* Tasks for this exercise:
[1] Duplicate the part of the match report that begins at the words "Following some less" and ends after "did United do?".
[2] According to the match report, how many goals has Wayne Rooney scored in all competitions this season?
Study text Start Marker
You would not think that anything could overshadow a Manchester United-Liverpool game, but thanks to Suarez and his antics everyone has seemingly forgotten that United won 2-1 thanks to a quickfire Rooney double right after half time. The former Evertonian could have had himself a hat-trick had the referee not disallowed his 30-yard effort for a free kick against Evans, who to his credit won the ball marvellously. It really has been a big-game season for Wayne Rooney, who has now scored 21 goals in all competitions. More impressively, 11 of those goals have come in matches against Arsenal, Chelsea, Tottenham, Man City, and now Liverpool. United could have had more though, totally dominating Liverpool from start to finish. Following Glen Johnson’s effort in the third minute, the Scousers did not have a single shot on target until Suarez pounced on some poor United defending to make it a nervy couple of minutes at the end.
Following some less than impressive performances against Liverpool Sir Alex got it right this time around, and in the end the scoreline severely flattered the visitors. What exactly did United do?
Study text End Marker
Dataset records Start Marker
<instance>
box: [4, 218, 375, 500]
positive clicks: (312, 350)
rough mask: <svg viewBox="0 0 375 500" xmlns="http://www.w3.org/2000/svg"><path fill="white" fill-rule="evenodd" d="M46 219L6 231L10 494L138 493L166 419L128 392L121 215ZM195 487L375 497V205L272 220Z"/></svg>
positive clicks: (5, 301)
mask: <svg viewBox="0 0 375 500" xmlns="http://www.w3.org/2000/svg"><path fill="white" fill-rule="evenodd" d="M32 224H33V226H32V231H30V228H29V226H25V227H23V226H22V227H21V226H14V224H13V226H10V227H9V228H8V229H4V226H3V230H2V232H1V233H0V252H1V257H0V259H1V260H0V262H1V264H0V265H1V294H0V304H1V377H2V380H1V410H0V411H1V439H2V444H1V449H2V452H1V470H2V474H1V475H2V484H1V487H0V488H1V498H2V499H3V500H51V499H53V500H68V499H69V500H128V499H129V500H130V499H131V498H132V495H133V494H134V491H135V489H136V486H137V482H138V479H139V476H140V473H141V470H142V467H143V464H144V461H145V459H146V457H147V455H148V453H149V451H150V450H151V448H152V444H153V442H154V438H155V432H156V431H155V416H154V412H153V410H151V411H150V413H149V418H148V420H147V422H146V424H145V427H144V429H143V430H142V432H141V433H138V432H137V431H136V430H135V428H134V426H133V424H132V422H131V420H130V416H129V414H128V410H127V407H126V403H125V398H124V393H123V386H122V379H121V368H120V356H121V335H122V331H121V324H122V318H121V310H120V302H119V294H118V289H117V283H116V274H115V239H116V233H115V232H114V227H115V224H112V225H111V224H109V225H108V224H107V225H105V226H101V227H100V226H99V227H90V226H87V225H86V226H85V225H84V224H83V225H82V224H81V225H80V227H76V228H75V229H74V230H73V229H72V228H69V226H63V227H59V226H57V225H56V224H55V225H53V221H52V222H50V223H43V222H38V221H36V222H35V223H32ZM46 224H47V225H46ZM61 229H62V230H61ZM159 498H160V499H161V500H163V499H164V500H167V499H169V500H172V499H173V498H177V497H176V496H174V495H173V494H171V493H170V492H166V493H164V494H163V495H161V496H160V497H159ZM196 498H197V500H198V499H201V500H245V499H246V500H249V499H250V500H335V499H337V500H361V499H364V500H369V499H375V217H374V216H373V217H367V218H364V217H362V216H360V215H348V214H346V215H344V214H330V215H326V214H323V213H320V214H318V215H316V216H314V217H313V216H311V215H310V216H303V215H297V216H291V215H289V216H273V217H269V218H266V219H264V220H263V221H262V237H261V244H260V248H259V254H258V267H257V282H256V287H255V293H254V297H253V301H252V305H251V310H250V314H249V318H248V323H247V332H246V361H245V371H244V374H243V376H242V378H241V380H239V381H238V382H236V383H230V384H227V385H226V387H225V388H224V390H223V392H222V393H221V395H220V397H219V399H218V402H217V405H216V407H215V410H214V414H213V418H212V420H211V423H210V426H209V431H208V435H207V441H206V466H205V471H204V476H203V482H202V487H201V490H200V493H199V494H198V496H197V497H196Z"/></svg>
Dataset records End Marker
* Answers for the tasks:
[1]
Following some less than impressive performances against Liverpool Sir Alex got it right this time around, and in the end the scoreline severely flattered the visitors. What exactly did United do?

[2] 21